[Raw records]
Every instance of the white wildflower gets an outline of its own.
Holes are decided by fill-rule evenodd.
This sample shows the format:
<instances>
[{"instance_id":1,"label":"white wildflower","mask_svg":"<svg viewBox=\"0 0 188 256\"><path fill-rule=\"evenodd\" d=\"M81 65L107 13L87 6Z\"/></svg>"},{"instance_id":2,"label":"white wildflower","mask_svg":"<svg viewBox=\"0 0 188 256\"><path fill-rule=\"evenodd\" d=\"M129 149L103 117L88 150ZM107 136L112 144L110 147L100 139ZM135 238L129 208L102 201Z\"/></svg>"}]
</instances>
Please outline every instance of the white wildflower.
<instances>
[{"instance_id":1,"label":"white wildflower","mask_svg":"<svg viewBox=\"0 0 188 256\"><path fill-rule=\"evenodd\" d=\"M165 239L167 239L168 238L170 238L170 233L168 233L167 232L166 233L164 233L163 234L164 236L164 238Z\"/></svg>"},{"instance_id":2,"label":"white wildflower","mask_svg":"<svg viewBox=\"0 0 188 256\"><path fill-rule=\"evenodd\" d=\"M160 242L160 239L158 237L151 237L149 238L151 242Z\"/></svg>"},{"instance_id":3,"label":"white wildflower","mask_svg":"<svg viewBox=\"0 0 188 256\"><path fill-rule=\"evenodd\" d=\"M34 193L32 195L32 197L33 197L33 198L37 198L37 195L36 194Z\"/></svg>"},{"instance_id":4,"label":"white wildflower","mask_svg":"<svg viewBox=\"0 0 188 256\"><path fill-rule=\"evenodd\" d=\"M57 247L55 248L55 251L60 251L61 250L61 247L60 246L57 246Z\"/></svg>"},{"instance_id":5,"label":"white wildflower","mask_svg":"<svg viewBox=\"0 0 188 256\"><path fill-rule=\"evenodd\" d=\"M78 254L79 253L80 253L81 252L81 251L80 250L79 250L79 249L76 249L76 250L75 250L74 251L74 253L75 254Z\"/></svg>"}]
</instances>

# Exercise:
Revise the entries above by changing "Holes" to "Gaps" and keeping every other part the same.

# Completed task:
Every instance of the white wildflower gets an outline of its own.
Gaps are decided by fill-rule evenodd.
This sample shows the format:
<instances>
[{"instance_id":1,"label":"white wildflower","mask_svg":"<svg viewBox=\"0 0 188 256\"><path fill-rule=\"evenodd\" d=\"M81 65L107 13L87 6Z\"/></svg>"},{"instance_id":2,"label":"white wildflower","mask_svg":"<svg viewBox=\"0 0 188 256\"><path fill-rule=\"evenodd\" d=\"M129 149L103 117L88 150ZM107 136L112 144L110 147L100 139ZM135 238L129 208L102 201Z\"/></svg>"}]
</instances>
Please outline every instance of the white wildflower.
<instances>
[{"instance_id":1,"label":"white wildflower","mask_svg":"<svg viewBox=\"0 0 188 256\"><path fill-rule=\"evenodd\" d=\"M165 239L167 239L168 238L170 238L170 233L168 233L167 232L166 233L164 233L163 234L164 236L164 238Z\"/></svg>"},{"instance_id":2,"label":"white wildflower","mask_svg":"<svg viewBox=\"0 0 188 256\"><path fill-rule=\"evenodd\" d=\"M160 242L160 239L158 237L151 237L149 238L151 242Z\"/></svg>"},{"instance_id":3,"label":"white wildflower","mask_svg":"<svg viewBox=\"0 0 188 256\"><path fill-rule=\"evenodd\" d=\"M34 193L32 195L32 197L33 197L33 198L37 198L37 195L36 194Z\"/></svg>"},{"instance_id":4,"label":"white wildflower","mask_svg":"<svg viewBox=\"0 0 188 256\"><path fill-rule=\"evenodd\" d=\"M57 247L55 248L55 251L60 251L61 250L61 247L60 246L57 246Z\"/></svg>"},{"instance_id":5,"label":"white wildflower","mask_svg":"<svg viewBox=\"0 0 188 256\"><path fill-rule=\"evenodd\" d=\"M78 254L79 253L80 253L81 252L81 251L80 250L79 250L79 249L76 249L76 250L75 250L74 251L74 253L75 254Z\"/></svg>"}]
</instances>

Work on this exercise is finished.